== Questions to answer ==
[1] Answer these questions using the blog post:
(a) On which network's stations does the documentary series Frontline air?
(b) At which hospital do the doctors featured in the episode work?
(c) How many bone marrow transplants has John Moloney had?
[2] Transcribe everything in the blog post from "November 24, 2010|By" down to "on PBS stations.", with no changes.

BOOSTER SHOTS BLOG: Oddities, musings and news from
the health world

November 24, 2010|By Karen Kaplan, Los Angeles Times

For those who may have missed it (and that’s probably most of you), Booster Shots would like to endorse Tuesday night’s episode of Frontline, the documentary series on PBS stations.

In “Facing Death: How far would you go to sustain the life of someone you love, or your own?” the Frontline team explores the thorny questions surrounding medical care at the end of life. Should patients be offered invasive, uncomfortable and expensive treatments even when they have little chance of working and may reduce both quality and quantity of life? How can patients avoid spending so many fruitless months in costly ICU rooms at the end of their lives? What should doctors be doing differently to facilitate better conversations with their patients about how they’d like to spend their final days?

The episode offers some surprising answers from doctors at Mount Sinai Hospital in New York City, the terminally ill patients they treat, and the patients’ families. Among them is Debbie Moloney, whose husband John has had two bone marrow transplants to treat his multiple myeloma, a cancer of plasma cells in the bone marrow. After spending nearly nine months in the hospital, Debbie just wants John to be able to go home and share his remaining time with her. But John can’t seem to bring himself to get a “Do Not Resuscitate” order and give up hope that a long-shot treatment will make him well.

== Data for review ==
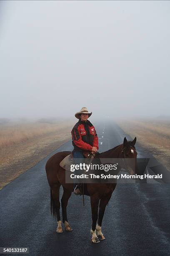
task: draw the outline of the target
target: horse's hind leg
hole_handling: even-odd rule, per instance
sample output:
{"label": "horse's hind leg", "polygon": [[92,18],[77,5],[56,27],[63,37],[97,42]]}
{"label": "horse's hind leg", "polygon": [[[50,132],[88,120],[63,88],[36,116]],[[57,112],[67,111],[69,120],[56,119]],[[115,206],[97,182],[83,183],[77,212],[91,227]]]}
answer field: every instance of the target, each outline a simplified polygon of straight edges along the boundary
{"label": "horse's hind leg", "polygon": [[60,202],[59,200],[60,187],[61,184],[59,183],[54,187],[51,188],[51,212],[56,218],[57,217],[58,227],[56,230],[57,233],[62,233],[62,228],[61,225],[60,209]]}
{"label": "horse's hind leg", "polygon": [[104,240],[105,237],[102,233],[102,223],[103,219],[105,208],[110,199],[112,193],[102,197],[99,204],[99,210],[98,216],[98,223],[96,225],[96,234],[100,240]]}
{"label": "horse's hind leg", "polygon": [[71,191],[66,189],[63,187],[64,192],[61,200],[61,207],[62,207],[62,222],[64,224],[65,229],[66,231],[72,231],[72,230],[71,226],[68,223],[67,216],[67,206],[68,201],[71,195]]}

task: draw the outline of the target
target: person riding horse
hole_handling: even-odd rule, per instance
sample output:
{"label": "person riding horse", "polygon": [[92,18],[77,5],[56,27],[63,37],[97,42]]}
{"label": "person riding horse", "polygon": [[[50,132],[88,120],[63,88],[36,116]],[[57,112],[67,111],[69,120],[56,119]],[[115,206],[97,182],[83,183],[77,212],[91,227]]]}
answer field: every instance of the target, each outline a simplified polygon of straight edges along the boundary
{"label": "person riding horse", "polygon": [[[92,114],[92,112],[89,113],[85,107],[75,114],[75,117],[79,121],[72,129],[71,134],[74,146],[73,155],[76,164],[80,164],[84,158],[84,151],[90,151],[95,154],[99,149],[98,139],[95,128],[88,120]],[[74,193],[75,195],[81,194],[81,188],[77,179],[74,184]]]}

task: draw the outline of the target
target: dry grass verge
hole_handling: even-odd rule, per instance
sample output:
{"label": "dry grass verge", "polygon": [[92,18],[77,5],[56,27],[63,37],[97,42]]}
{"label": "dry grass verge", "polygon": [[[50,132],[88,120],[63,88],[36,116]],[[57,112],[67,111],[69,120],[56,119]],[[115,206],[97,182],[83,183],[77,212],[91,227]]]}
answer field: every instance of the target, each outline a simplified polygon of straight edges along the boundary
{"label": "dry grass verge", "polygon": [[0,126],[0,189],[71,139],[75,123]]}

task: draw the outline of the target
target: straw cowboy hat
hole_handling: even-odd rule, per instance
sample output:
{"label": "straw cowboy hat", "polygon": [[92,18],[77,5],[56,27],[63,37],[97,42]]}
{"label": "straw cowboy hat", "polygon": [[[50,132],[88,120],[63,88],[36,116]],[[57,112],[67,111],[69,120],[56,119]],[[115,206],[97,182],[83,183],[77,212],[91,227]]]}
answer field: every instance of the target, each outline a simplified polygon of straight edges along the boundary
{"label": "straw cowboy hat", "polygon": [[79,112],[77,112],[75,114],[75,116],[76,118],[78,118],[78,119],[80,119],[79,115],[80,114],[88,114],[88,116],[89,117],[92,114],[92,112],[89,113],[87,109],[87,108],[85,107],[83,107],[83,108],[82,108],[80,110],[80,111]]}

== Set of answers ==
[1]
(a) PBS
(b) Mount Sinai Hospital in New York City
(c) Two

[2]
November 24, 2010|By Karen Kaplan, Los Angeles Times

For those who may have missed it (and that’s probably most of you), Booster Shots would like to endorse Tuesday night’s episode of Frontline, the documentary series on PBS stations.